Put each line of the items below into a JSON list of strings, one string per line, leaving out blank lines.

==== EXERCISE MATERIAL ====

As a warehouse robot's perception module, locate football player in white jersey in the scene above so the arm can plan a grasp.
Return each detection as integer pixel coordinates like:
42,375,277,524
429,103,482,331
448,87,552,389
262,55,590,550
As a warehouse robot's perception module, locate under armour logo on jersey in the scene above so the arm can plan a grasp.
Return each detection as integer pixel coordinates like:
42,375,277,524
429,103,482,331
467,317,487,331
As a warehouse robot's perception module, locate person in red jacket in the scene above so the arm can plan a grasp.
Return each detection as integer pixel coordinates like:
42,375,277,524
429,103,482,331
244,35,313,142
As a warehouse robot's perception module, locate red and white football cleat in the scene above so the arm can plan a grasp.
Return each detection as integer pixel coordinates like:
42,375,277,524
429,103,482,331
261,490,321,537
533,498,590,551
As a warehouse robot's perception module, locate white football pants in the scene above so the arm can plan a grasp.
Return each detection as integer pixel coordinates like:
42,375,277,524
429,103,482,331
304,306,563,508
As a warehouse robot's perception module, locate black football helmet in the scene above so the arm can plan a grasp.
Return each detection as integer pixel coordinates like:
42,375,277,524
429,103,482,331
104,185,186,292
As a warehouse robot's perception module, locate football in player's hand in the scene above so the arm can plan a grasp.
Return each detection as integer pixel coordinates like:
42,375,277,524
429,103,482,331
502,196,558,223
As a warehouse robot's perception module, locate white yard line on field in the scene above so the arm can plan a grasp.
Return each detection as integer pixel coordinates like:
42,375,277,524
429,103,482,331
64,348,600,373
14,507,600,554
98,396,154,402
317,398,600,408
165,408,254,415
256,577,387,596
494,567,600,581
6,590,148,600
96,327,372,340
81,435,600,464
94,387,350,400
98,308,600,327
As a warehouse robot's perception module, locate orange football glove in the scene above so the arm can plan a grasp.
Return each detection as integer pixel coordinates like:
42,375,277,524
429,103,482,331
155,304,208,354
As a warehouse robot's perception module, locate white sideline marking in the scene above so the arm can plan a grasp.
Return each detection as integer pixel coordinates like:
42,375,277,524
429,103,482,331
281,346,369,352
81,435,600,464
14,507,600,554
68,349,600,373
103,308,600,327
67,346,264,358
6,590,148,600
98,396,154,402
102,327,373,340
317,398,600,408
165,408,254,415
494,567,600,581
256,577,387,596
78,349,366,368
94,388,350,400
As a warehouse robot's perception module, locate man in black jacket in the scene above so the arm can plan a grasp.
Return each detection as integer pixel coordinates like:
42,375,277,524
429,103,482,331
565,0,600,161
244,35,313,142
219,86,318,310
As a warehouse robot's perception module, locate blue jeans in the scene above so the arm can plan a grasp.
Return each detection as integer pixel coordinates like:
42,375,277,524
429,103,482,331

====

RESPONSE TO THIS TASK →
[
  "As a warehouse robot's perception module, locate football player in white jersey in the scene above so the arm can plan a grasp.",
  "Return each detection as integer pixel coordinates like:",
  "42,375,277,524",
  "429,103,482,331",
  "448,87,552,389",
  "262,55,590,550",
  "As a warehouse robot's perception module, locate under armour logo on jersey in the scene above so the arm can plan a grasp.",
  "Return each detection as integer pixel coordinates like:",
  "42,375,277,524",
  "429,103,482,331",
  "467,317,487,331",
  "As a warehouse robot's perception module, locate person in red jacket in the scene above so the arm can plan a grasp.",
  "Return each detection as integer pixel coordinates like:",
  "42,375,277,524",
  "429,103,482,331",
  "244,35,313,142",
  "As a warehouse robot's perception module, locate red and white football cleat in the scene above so the arm can plan a grasp.",
  "Return each detection as integer pixel coordinates like:",
  "42,375,277,524",
  "429,103,482,331",
  "261,490,321,537",
  "533,498,590,551",
  "As a warehouse robot's perception module, locate white football pants in the scene above so the arm can plan a grasp.",
  "Return each detection as integer pixel coordinates like:",
  "42,375,277,524",
  "429,103,482,331",
  "304,306,563,508",
  "As a warehouse robot's perception module, locate black football helmet in the scene above so the arm can plan a grasp.",
  "Return each detection as integer pixel coordinates like:",
  "42,375,277,524",
  "429,103,482,331",
  "104,185,186,292",
  "As a warehouse robot's perception module, locate football in player's hand in the scene above so the arm can plan a grasp.",
  "Return each detection as integer pixel coordinates like:",
  "42,375,277,524",
  "429,103,482,331",
  "502,196,558,223",
  "As a warehouse robot's perception module, locate white yard line on field in the scene above so the arm can plan a grasp.",
  "Return each detection as integer pixel coordinates like:",
  "42,375,277,524",
  "429,103,482,331",
  "64,348,600,373",
  "14,507,600,554",
  "98,396,154,402",
  "317,398,600,408",
  "165,408,254,415",
  "256,577,387,596",
  "494,567,600,581",
  "6,590,148,600",
  "96,327,372,340",
  "81,435,600,464",
  "94,387,350,400",
  "98,308,600,327",
  "As a warehouse robot's perception module, locate orange football glove in the scene above so the arm can plan a grasp.",
  "Return each detection as integer pixel coordinates like:",
  "42,375,277,524",
  "429,103,482,331",
  "155,304,208,354",
  "As a warehouse robot's perception module, locate white sideline marking in the scene above so the arm can plan a grasp.",
  "Return each detection as integer pixel coordinates like:",
  "42,375,277,524",
  "429,103,482,331",
  "281,346,369,352",
  "81,435,600,464",
  "14,507,600,554",
  "68,349,600,373",
  "103,308,600,327",
  "67,346,264,358",
  "6,590,148,600",
  "98,396,154,402",
  "102,327,373,340",
  "317,398,600,408",
  "165,408,254,415",
  "494,567,600,581",
  "256,577,387,596",
  "78,349,366,368",
  "94,388,350,400",
  "As a warehouse robot's perception module, locate man in black jacket in the scene above so the arm can plan a grasp.",
  "Return each detection as integer pixel coordinates like:",
  "42,375,277,524",
  "429,103,482,331",
  "565,0,600,161",
  "244,35,313,142",
  "219,86,318,310",
  "As a warehouse robot's perception module, locate blue jeans in the scene above so the arm can plan a grasp.",
  "Return each detection as integer pixel coordinates like:",
  "42,375,277,524",
  "429,103,482,331"
]